--- START OF SUPPLIED RECORDS ---

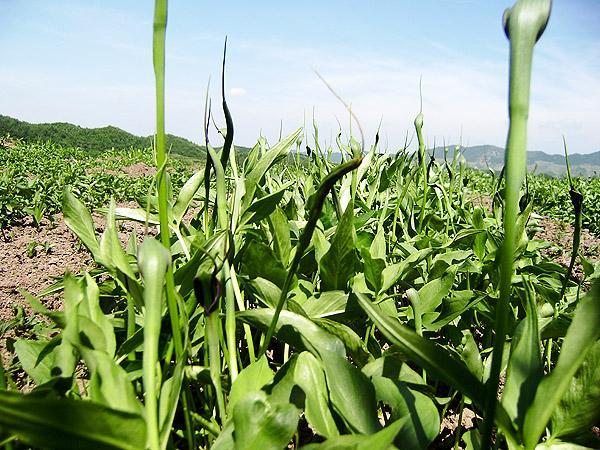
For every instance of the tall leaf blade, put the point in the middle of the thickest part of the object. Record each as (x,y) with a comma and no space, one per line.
(581,337)
(69,424)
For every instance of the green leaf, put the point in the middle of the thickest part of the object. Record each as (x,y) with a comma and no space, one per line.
(382,440)
(37,359)
(254,177)
(308,374)
(470,355)
(579,408)
(259,425)
(259,260)
(169,398)
(186,196)
(69,424)
(359,409)
(392,273)
(355,346)
(251,379)
(339,263)
(90,308)
(423,420)
(109,384)
(325,304)
(581,337)
(373,269)
(113,255)
(280,228)
(263,207)
(436,360)
(298,331)
(79,219)
(524,369)
(432,293)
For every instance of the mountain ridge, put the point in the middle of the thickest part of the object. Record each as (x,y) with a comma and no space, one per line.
(96,140)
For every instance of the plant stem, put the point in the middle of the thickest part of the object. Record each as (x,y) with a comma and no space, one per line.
(305,238)
(524,24)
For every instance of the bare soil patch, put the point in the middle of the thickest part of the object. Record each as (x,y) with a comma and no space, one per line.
(139,170)
(31,258)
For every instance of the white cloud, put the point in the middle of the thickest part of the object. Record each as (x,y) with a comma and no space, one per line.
(237,92)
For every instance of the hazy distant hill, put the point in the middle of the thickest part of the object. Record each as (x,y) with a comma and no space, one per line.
(95,140)
(484,156)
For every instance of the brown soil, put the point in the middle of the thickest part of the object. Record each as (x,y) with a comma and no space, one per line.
(560,237)
(139,170)
(31,258)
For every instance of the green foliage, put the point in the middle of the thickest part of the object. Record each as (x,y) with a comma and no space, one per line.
(372,289)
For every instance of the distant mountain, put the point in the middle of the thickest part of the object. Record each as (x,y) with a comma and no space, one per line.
(96,140)
(490,156)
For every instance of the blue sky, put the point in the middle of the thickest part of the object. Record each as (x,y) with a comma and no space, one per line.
(89,63)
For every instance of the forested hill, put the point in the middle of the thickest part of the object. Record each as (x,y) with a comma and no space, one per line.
(94,140)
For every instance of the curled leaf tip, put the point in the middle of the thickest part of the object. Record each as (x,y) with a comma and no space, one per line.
(527,16)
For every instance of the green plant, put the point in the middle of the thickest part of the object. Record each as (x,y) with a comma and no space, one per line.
(314,305)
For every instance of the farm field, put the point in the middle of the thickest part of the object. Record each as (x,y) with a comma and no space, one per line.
(275,298)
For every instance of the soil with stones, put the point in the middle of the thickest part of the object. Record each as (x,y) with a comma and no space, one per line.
(32,258)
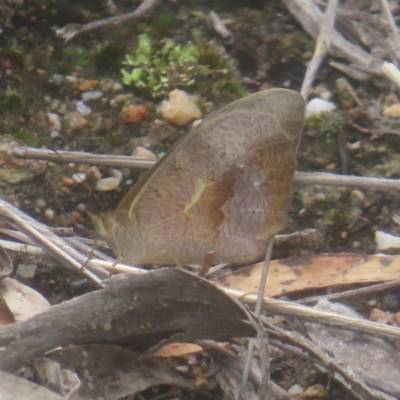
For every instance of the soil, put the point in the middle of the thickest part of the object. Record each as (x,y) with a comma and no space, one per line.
(269,49)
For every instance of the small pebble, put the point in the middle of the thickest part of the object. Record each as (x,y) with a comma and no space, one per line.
(26,271)
(134,114)
(85,85)
(57,79)
(142,152)
(107,184)
(79,177)
(378,315)
(83,109)
(49,214)
(40,203)
(81,207)
(317,106)
(54,122)
(109,85)
(68,181)
(95,172)
(386,241)
(70,79)
(391,302)
(392,112)
(120,99)
(180,109)
(358,194)
(71,120)
(295,390)
(92,95)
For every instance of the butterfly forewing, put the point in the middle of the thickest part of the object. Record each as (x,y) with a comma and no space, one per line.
(225,187)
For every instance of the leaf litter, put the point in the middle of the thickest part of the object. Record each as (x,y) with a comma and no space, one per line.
(307,273)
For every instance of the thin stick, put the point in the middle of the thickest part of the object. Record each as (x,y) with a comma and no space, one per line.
(299,311)
(71,30)
(321,47)
(257,311)
(391,72)
(388,14)
(300,178)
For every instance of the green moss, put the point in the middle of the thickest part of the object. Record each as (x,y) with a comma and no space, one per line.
(14,54)
(155,71)
(163,25)
(71,58)
(346,95)
(11,101)
(108,56)
(28,138)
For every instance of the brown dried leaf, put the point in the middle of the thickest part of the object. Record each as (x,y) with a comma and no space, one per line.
(15,388)
(165,304)
(117,372)
(310,272)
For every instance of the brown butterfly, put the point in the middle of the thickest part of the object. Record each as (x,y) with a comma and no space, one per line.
(224,188)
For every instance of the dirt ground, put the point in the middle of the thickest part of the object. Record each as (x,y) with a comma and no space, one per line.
(41,74)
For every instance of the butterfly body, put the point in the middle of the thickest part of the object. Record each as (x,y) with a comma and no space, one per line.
(224,188)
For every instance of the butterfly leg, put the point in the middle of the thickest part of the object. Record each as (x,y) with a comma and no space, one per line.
(260,297)
(164,255)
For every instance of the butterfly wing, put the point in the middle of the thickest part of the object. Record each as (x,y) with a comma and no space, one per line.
(225,187)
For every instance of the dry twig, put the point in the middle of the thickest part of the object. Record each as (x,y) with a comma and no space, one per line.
(321,47)
(72,30)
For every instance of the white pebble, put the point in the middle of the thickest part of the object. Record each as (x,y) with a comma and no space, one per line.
(142,152)
(95,172)
(81,207)
(70,79)
(83,109)
(295,390)
(317,106)
(26,271)
(71,120)
(40,203)
(49,214)
(386,241)
(54,121)
(109,85)
(79,177)
(92,95)
(180,109)
(57,79)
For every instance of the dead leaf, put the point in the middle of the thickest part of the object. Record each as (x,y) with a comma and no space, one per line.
(51,375)
(113,372)
(165,304)
(23,301)
(310,272)
(360,354)
(15,388)
(178,349)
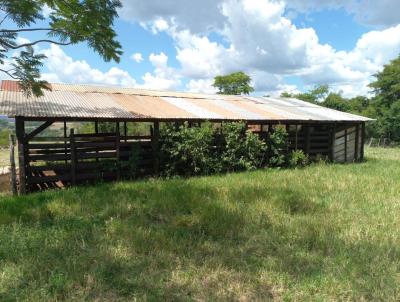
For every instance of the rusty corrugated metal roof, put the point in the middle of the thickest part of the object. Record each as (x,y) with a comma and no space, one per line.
(91,102)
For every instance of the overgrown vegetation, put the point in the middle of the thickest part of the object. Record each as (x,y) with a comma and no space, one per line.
(235,83)
(323,233)
(383,106)
(208,150)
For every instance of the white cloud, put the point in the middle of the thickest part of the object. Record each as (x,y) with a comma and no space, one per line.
(163,76)
(197,16)
(369,12)
(137,57)
(63,68)
(255,37)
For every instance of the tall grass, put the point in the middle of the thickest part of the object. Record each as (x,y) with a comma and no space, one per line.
(326,232)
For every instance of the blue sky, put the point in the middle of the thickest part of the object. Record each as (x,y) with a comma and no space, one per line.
(286,45)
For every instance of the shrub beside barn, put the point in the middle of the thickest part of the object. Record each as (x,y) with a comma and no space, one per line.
(73,158)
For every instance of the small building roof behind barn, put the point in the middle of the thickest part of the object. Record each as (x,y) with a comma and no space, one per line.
(87,102)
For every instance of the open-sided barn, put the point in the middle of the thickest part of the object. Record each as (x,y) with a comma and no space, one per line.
(72,158)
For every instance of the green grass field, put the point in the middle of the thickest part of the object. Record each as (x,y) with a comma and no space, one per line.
(323,233)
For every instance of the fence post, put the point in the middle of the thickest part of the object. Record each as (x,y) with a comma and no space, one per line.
(118,149)
(155,145)
(13,179)
(20,132)
(73,157)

--- END OF SUPPLIED RECORDS ---

> _GIVEN PROBLEM_: Restate the data above word for word. Do not include the images.

> _SOLUTION BELOW_:
For every instance of the tall leaf blade, put the point in the middle of the thickest part of the object. Record each as (x,y) with a comma and no space, one per line.
(581,337)
(69,424)
For every instance of the green leaf, put the point in the middle of the thickest part of the object. Record each as (x,y) with a comma and no space, one per line.
(382,440)
(37,359)
(254,177)
(308,374)
(470,355)
(579,408)
(259,425)
(259,260)
(169,398)
(186,196)
(69,424)
(359,409)
(392,273)
(355,346)
(251,379)
(339,263)
(90,308)
(423,420)
(109,384)
(325,304)
(581,337)
(373,269)
(113,255)
(280,228)
(263,207)
(436,360)
(298,331)
(79,219)
(524,369)
(432,293)
For every instance of the mountain ridge, put the point in the middle of the thickest part of the object. Record each as (x,y) with a comma and no space, one per line.
(96,140)
For every instance of the plant stem, put the point in the middle of the thickest part of the object. Record each as (x,y) with a comma and no space, one per line.
(305,238)
(524,24)
For every instance of the bare soil patch, put the point in the middle of the thickest part of the object. Record each as (x,y) with a comma and no space, one per line.
(139,170)
(31,258)
For every instance of the white cloud, put the point in the middle of the thickest part of the object. Record each as (x,y) with a comma and no space, one per line.
(237,92)
For every instance of the hazy distant hill, put the point in the middle of the thickest part of the object. Record each as (x,y) with a comma and no space, one per line.
(95,140)
(484,156)
For every instance of the brown soil, put the point in the middle of the thickest part of the object. Record each as (x,y) with a comma and no space, one per line.
(560,237)
(139,170)
(31,258)
For every instance of the green foliage, put the point in the middle of the thickest part of the object. Record each as (x,y) with a comma and no space, one per line.
(372,289)
For every instance of the distant mountain, put the point in the middle of the thickest part of the object. Record each as (x,y) with a comma and no space, one per line.
(96,140)
(490,156)
For every instance of the blue sky, put the point in the middle of the thickest part of the object. Record each as (x,y) with a comma and no space, one per line.
(89,63)
For every instance of the forested hill, put the point in the middle of the thickest part of the object. Record each as (x,y) with a comma and no space, one per line.
(94,140)
For every instance of the curled leaf tip, put the point in the middle of the thickest part of the object. Record each as (x,y) with a comma and no space, one per line.
(527,16)
For every instance of the green plant, put the point in the middle of the thickest part of the object. Record each as (x,y) with a comma and no space, one per line.
(314,305)
For every instance of the farm field, put the point in the middle of the thickest part of the object. Record each as (x,y) with a comma and no space, one per line.
(275,298)
For every instance of the soil with stones, put the point in the middle of the thickest part of the object. Record each as (x,y) with a comma and no space, one per line.
(32,258)
For every instance of the soil, put the point in the middle of the thickest part of the object. Record each as (x,y) with a comma and no space, one per line.
(269,49)
For every instance of the small pebble, put the point in the middle of the thickest part of the object. Record each as (x,y) with a comma and no space, one per line.
(26,271)
(134,114)
(85,85)
(57,79)
(142,152)
(107,184)
(79,177)
(378,315)
(83,109)
(49,214)
(40,203)
(81,207)
(317,106)
(54,122)
(109,85)
(68,181)
(95,172)
(386,241)
(70,79)
(391,302)
(392,112)
(120,99)
(180,109)
(358,194)
(71,120)
(295,390)
(92,95)
For every instance of the butterfly forewing, put the point in the middle of the thickest part of the object. Record each as (x,y) with a comma and no space, one per line.
(225,187)
For every instance of the leaf litter, put the point in the middle of the thickest part of the object. Record each as (x,y) with a comma and no space, one per line.
(307,273)
For every instance of the thin stick, put the point in the middle of the thickest part of the object. Record each as (x,y) with a comma and no space, one per line.
(299,311)
(71,30)
(321,47)
(257,311)
(391,72)
(388,14)
(300,178)
For every instance of the green moss, put the point in the middle of the thickest part of the object. Record each as (x,y) with a comma and no space, one per line.
(14,54)
(155,71)
(163,25)
(71,58)
(346,95)
(11,101)
(108,56)
(28,138)
For every instance of the brown dried leaf, put the point in the middle of the thickest part of the object. Record each as (x,y) with a comma and no space, one per line.
(15,388)
(165,304)
(117,372)
(310,272)
For every instance of the brown butterfly, put the point in the middle of the thickest part of the object. Record each as (x,y) with a comma and no space, one per line.
(224,188)
For every instance of the dirt ground, put the point in the middle of the thickest part of the object. Record each as (x,y) with a comma and no space, one per line.
(41,74)
For every instance of the butterfly body, put the point in the middle of the thickest part of the object. Record each as (x,y) with a comma and no space, one per line.
(224,188)
For every instance of the butterfly leg, put the point in the middle of the thickest part of the object. Record each as (x,y) with a comma and no space, one per line.
(260,297)
(164,255)
For every instance of the butterfly wing, put the point in the middle of the thickest part of the object. Record each as (x,y) with a comma and no space, one per line.
(225,187)
For every instance of the dry twig, put the point in the middle of the thickest part of the object. Record each as (x,y) with a comma and no space, one per line.
(321,47)
(72,30)
For every instance of the white pebble, put the point in the middle of the thickest part of the object. Record each as (x,y) with a comma and no space, one per line.
(142,152)
(95,172)
(81,207)
(70,79)
(83,109)
(295,390)
(317,106)
(26,271)
(71,120)
(40,203)
(49,214)
(386,241)
(54,121)
(109,85)
(79,177)
(92,95)
(180,109)
(57,79)
For every instance of the dead leaf, put the point in the middle of the thickest part of the object. Record each as (x,y) with a comma and no space, one per line.
(51,375)
(113,372)
(165,304)
(23,301)
(310,272)
(360,354)
(15,388)
(178,349)
For every instance of the rusty corrugated metal roof, put the point in the middle of the thickest part of the object. Record each as (x,y) with a comma and no space, one per line.
(91,102)
For every instance of the overgrown vegetation, put the point in the middle of the thickest part of the object. Record each as (x,y) with a comma and no space, one per line.
(235,83)
(323,233)
(383,106)
(208,150)
For every instance of the white cloud, put the point in the middle of the thickest part of the object. Record each as (x,y) with a comma and no space, one per line.
(163,76)
(197,16)
(369,12)
(137,57)
(63,68)
(255,37)
For every instance of the tall grass, put the point in the middle of the thickest part of the object. Record each as (x,y) with a comma and no space, one per line.
(326,232)
For every instance of the blue sky, put the point in the middle of the thickest part of the object. Record each as (x,y) with a comma and no space, one per line.
(286,45)
For every instance of the shrub beside barn, put the point in the middle of the thickest part of the object. Record each as (x,y) with a comma and no space, one per line.
(73,158)
For every instance of the small building roof behind barn, put the point in the middle of the thickest part of the object. Record each as (x,y) with a comma and no space, one per line.
(87,102)
For every instance of the open-sided barn, put the point in the middle of the thickest part of the object. Record each as (x,y) with a comma and no space, one per line.
(72,158)
For every instance of the green grass field, put the point in the middle of the thickest part of the object. Record each as (x,y) with a comma and no space, one per line.
(323,233)
For every instance of the fence post, put the point in the middle of the thickest part of the object. Record each as (x,y) with a comma and no space, one per line.
(118,149)
(155,145)
(13,179)
(20,132)
(73,157)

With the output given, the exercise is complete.